***** Data to process *****

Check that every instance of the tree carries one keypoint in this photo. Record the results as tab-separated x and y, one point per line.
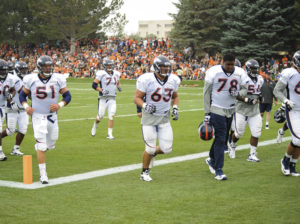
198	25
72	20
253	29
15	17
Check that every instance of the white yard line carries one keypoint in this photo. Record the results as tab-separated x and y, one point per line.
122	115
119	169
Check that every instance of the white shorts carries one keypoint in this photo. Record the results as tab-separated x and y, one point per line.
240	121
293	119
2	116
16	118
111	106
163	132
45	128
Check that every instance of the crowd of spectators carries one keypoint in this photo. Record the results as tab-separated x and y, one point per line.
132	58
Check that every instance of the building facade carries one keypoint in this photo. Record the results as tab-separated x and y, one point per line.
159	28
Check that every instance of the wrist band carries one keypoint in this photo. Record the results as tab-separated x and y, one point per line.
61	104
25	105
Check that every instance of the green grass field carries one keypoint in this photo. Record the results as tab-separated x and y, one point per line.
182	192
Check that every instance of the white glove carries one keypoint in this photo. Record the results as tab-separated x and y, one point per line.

*****
***** Data to process *****

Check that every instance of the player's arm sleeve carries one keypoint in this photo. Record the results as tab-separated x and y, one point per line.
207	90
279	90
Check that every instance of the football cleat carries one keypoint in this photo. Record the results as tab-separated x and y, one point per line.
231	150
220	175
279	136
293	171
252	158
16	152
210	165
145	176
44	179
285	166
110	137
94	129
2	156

*****
***** Data to process *****

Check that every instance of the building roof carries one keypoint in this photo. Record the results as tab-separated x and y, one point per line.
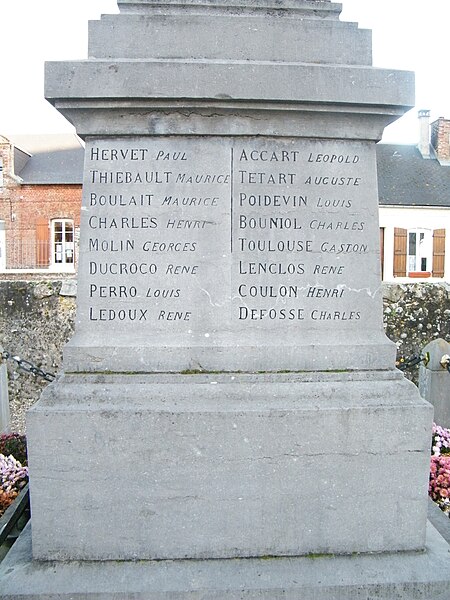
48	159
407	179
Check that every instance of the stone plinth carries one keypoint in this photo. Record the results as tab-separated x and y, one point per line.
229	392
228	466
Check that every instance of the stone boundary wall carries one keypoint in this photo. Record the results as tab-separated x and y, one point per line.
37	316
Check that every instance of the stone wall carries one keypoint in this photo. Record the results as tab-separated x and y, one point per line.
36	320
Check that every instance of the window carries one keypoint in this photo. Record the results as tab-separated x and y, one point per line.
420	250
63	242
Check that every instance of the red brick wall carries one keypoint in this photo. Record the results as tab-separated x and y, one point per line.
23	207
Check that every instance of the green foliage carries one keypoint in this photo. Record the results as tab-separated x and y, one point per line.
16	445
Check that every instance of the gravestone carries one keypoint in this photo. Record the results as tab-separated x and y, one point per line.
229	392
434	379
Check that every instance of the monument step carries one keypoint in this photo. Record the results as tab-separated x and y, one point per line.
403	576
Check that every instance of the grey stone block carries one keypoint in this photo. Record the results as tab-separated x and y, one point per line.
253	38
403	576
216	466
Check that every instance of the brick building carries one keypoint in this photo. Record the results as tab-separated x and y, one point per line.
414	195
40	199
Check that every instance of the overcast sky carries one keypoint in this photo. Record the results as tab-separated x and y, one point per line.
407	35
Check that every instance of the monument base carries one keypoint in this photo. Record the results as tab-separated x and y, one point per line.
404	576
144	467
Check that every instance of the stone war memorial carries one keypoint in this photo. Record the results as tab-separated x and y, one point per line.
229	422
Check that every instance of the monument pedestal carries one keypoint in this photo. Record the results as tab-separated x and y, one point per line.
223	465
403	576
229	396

*****

• **Work task**
Starting with the line that contains "Check that every instance of the tree" and finishing with the line that contains "Check that every instance of the white glove", reproduce every line of the material above exactly, but not the pictures.

• **Your solution**
Check that every instance of the tree carries one keypoint in this photo. Record the results as tab-separated x and y, one point per line.
198	25
72	20
253	29
15	17
Check that every instance of the white yard line carries one keypoint in this photo. Record the results as tab-separated x and y, one point per line.
122	115
119	169
Check that every instance of the white shorts carries one keypoint in this photo. Record the results as tab-separated x and y, one point per line.
240	121
293	119
2	116
16	118
111	106
163	132
45	128
Check that every instance of the crowd of spectators carries one keypoint in this photo. Record the results as tab-separated x and y, one point per line.
132	58
Check that every instance of the building facade carries one keypoint in this photo. Record the results as tab-separated x and y, one point per line.
159	28
Check that every instance of the wrist band carries one keypoint in this photo. Record the results as tab-separated x and y, one point per line.
61	104
25	105
Check that every instance of the green grass field carries one keypoint in this photo. Record the results as tab-separated x and y, one point per line.
182	192
Check that every instance of the white glove carries one keypoint in this photo. Record the results as tab-separated x and y, one point per line.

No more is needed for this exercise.